Your instructions :: Locate the line that contains "Task: one point marks each instance of the warehouse". Reproduce it and all following lines up to the end of the material, exactly and with nothing added.

[[ Records for processing open ]]

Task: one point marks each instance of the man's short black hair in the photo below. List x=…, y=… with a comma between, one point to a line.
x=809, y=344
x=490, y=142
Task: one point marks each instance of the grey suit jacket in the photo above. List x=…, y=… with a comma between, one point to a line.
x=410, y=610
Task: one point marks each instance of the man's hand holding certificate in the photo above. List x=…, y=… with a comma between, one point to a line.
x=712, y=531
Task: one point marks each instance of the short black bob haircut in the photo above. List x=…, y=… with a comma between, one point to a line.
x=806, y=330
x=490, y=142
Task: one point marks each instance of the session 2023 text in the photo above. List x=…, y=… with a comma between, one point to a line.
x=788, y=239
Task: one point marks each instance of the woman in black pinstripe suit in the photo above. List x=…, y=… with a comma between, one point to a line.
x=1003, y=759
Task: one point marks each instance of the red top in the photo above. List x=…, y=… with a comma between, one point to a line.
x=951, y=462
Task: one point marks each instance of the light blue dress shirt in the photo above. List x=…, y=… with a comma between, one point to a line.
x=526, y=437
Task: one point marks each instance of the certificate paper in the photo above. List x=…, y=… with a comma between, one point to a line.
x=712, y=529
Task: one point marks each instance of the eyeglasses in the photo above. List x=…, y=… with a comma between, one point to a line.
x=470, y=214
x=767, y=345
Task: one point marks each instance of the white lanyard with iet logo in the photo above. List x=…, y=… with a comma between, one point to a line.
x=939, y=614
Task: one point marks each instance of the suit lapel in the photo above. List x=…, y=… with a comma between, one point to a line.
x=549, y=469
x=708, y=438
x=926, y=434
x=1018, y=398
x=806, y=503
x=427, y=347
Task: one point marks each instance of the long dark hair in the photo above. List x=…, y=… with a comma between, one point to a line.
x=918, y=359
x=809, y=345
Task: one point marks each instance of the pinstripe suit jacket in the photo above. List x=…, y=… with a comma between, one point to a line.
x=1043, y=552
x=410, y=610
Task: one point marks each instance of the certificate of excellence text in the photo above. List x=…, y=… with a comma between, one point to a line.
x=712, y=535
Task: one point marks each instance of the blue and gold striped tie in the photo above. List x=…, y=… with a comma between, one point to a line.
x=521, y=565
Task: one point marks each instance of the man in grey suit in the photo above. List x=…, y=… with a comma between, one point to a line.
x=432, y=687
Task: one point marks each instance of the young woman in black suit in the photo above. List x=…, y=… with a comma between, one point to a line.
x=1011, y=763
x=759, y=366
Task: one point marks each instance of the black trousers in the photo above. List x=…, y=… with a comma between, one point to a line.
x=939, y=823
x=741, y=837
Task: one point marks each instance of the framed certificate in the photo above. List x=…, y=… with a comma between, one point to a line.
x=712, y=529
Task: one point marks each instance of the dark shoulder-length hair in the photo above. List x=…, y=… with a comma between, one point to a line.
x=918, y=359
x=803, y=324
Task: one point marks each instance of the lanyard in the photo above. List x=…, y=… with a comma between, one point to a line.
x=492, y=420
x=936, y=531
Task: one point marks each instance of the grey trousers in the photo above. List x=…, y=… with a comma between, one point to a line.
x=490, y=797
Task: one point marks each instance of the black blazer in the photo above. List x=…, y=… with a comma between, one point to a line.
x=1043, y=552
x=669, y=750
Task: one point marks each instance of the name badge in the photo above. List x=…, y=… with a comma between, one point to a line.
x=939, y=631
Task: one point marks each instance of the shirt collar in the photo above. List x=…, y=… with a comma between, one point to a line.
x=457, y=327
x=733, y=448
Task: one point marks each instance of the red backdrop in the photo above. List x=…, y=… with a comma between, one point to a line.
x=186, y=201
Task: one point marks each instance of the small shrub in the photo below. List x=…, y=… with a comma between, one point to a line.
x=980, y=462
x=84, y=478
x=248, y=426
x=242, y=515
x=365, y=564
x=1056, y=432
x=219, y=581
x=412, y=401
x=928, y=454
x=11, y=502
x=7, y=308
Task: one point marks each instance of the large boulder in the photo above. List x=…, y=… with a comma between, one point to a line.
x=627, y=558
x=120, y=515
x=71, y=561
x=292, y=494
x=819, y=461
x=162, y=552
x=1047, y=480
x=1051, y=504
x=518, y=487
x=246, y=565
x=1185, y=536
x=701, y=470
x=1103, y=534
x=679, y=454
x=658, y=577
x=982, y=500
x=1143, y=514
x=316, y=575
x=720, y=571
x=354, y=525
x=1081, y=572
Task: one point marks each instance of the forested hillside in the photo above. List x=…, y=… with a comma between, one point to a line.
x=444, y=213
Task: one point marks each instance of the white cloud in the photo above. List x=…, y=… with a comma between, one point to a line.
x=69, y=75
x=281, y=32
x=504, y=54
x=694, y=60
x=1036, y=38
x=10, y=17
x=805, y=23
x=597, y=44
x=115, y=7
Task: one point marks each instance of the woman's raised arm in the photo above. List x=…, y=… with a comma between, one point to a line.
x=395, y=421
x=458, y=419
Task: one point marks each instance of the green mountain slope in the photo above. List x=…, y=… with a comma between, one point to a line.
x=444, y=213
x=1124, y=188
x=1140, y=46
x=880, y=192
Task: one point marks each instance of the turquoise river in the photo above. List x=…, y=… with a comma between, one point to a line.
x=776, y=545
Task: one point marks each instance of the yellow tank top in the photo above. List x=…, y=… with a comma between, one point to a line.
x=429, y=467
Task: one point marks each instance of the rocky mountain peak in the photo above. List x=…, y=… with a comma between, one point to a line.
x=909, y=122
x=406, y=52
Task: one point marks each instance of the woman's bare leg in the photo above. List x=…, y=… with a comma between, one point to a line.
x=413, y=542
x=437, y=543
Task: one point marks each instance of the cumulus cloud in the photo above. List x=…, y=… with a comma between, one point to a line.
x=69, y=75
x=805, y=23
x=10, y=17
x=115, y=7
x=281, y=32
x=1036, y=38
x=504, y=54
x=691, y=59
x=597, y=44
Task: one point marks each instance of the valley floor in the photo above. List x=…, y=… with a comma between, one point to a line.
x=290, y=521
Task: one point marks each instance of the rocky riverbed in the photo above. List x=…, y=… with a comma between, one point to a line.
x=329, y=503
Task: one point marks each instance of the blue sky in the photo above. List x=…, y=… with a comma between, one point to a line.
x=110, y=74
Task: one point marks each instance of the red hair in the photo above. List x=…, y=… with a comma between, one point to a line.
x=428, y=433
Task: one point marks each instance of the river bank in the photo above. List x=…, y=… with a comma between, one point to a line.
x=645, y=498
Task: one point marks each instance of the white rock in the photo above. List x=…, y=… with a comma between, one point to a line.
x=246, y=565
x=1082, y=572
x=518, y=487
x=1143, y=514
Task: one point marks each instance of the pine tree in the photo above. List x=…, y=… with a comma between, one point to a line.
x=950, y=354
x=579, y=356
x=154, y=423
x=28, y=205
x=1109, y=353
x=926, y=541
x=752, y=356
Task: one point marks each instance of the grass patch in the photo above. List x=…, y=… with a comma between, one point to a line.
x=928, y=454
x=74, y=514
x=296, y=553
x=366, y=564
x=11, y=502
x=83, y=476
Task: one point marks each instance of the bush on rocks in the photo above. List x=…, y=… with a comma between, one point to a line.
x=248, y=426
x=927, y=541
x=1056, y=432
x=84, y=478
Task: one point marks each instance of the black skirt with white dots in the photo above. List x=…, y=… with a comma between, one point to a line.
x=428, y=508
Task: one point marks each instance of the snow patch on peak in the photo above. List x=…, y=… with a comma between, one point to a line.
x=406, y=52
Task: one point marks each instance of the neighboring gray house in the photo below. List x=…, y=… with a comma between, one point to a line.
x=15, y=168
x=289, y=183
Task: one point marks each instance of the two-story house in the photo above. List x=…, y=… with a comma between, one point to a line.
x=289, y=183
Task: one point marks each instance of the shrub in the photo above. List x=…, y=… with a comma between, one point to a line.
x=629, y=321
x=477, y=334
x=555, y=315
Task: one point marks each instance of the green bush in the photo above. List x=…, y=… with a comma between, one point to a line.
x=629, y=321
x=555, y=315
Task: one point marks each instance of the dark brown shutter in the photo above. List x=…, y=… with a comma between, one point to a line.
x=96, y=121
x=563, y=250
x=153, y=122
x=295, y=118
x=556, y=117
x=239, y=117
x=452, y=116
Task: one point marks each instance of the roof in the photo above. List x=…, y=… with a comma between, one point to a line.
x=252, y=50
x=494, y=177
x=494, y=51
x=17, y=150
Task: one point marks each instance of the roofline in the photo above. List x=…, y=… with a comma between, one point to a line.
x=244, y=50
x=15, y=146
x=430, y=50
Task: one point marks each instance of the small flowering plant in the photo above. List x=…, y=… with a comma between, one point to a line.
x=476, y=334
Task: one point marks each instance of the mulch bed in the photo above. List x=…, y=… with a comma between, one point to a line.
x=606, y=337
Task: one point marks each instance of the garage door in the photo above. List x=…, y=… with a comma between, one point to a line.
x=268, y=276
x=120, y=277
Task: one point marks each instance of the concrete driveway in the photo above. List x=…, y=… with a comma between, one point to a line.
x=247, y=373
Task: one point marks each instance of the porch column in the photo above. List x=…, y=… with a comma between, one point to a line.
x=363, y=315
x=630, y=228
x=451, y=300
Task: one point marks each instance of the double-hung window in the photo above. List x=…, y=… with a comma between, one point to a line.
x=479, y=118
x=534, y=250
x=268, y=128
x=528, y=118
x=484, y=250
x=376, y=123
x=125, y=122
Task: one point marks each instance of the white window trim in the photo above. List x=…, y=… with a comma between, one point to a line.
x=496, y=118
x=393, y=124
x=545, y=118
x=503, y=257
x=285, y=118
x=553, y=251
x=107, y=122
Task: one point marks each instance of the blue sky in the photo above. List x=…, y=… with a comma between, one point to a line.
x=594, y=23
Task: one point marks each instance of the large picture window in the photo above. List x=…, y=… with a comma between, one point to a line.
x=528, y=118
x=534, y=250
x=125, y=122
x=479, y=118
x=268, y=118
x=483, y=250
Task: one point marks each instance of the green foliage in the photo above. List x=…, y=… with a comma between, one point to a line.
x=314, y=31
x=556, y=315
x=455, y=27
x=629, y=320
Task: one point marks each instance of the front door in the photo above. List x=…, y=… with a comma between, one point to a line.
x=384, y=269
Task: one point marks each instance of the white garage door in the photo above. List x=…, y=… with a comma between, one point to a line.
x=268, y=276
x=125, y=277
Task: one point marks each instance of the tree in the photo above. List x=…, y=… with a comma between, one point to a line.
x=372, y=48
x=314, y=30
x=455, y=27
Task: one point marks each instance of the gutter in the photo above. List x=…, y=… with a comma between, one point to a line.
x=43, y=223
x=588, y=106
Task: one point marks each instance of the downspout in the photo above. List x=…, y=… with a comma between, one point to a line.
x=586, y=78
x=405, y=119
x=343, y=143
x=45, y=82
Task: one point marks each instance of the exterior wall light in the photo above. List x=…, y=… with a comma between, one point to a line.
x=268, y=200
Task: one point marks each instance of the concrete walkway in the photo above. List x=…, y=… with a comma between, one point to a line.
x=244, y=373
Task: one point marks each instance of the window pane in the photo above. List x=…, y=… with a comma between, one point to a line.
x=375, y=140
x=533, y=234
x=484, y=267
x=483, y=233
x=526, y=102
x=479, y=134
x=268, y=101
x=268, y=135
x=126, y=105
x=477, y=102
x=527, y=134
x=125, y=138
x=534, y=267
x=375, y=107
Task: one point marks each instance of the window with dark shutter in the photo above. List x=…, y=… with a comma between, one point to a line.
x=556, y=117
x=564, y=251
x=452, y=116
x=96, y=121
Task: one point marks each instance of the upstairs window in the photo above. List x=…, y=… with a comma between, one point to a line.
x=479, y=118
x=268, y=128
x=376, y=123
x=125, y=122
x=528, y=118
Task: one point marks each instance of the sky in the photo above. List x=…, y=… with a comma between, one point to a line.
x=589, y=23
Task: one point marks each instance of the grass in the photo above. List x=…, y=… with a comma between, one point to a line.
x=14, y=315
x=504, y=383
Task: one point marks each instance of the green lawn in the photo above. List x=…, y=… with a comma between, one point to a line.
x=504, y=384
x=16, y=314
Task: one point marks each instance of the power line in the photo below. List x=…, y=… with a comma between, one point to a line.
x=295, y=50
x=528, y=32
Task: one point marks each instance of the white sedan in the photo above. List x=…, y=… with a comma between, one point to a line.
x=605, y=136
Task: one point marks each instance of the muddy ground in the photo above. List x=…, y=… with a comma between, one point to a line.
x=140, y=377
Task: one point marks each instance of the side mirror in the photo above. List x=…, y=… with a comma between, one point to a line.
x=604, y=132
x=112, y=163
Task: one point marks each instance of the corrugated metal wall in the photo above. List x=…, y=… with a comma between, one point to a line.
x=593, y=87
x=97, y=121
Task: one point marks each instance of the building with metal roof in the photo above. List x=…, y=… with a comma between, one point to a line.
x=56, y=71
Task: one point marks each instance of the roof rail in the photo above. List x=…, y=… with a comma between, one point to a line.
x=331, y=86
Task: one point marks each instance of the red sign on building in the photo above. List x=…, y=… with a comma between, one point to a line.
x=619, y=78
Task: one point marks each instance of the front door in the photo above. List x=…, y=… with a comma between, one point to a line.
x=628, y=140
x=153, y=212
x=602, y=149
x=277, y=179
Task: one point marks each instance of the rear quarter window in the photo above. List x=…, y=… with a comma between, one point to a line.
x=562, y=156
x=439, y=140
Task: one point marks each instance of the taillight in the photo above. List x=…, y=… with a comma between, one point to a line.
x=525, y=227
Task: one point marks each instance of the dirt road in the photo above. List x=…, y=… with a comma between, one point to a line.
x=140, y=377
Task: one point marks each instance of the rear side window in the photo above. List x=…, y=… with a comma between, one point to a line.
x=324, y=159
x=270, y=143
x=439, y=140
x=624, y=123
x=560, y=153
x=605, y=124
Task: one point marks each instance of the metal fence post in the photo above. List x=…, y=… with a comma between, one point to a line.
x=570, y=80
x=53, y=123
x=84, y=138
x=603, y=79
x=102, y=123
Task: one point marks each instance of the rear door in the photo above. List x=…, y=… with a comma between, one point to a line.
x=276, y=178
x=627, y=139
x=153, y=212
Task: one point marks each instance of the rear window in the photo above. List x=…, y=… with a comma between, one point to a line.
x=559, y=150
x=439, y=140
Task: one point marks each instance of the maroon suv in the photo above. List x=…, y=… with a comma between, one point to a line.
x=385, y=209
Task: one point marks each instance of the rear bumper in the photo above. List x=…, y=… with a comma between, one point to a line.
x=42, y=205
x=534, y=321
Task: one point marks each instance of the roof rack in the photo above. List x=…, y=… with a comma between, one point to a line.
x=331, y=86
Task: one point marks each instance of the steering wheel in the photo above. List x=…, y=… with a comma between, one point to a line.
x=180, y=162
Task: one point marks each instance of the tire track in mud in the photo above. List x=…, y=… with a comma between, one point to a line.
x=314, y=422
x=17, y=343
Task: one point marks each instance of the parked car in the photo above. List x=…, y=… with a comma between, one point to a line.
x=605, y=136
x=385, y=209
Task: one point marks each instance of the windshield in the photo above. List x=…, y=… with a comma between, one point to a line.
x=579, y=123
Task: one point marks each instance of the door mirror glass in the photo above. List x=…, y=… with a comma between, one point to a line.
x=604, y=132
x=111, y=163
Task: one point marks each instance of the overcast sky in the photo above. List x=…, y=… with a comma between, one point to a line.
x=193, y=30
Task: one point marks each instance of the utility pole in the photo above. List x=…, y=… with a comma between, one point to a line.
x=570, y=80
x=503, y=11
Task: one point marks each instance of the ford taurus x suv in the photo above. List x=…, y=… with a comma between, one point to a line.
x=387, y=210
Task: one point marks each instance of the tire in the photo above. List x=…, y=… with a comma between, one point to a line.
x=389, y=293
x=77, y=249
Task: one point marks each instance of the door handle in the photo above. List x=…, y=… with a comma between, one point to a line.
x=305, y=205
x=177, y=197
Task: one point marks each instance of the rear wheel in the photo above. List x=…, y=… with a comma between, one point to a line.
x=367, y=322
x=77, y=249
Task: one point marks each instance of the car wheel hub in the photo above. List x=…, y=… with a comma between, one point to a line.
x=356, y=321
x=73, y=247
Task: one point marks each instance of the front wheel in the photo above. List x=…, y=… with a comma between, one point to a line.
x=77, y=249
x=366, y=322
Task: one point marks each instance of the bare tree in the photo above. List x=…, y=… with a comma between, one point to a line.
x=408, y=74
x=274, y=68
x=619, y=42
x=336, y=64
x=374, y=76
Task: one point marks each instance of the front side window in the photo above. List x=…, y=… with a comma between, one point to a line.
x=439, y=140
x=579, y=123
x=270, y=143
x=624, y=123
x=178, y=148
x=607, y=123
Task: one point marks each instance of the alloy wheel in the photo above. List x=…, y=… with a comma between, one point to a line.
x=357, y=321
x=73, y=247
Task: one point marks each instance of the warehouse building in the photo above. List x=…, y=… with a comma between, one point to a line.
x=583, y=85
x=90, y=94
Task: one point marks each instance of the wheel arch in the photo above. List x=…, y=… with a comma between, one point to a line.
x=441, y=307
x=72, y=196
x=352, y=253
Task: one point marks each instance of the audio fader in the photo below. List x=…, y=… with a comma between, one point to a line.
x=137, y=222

[[ Records for processing closed ]]

Exercise solution ::
Task: one point marks each instance of the warehouse building in the photo above. List x=…, y=… with a comma between, one point to a line.
x=583, y=85
x=90, y=94
Task: one point marks each instance of the wheel arch in the photo above. List x=…, y=… with a comma between, one point to a line.
x=441, y=307
x=72, y=196
x=352, y=253
Task: one point marks each instance of the audio fader in the photo below. List x=…, y=… with a comma between, one point to a line.
x=137, y=222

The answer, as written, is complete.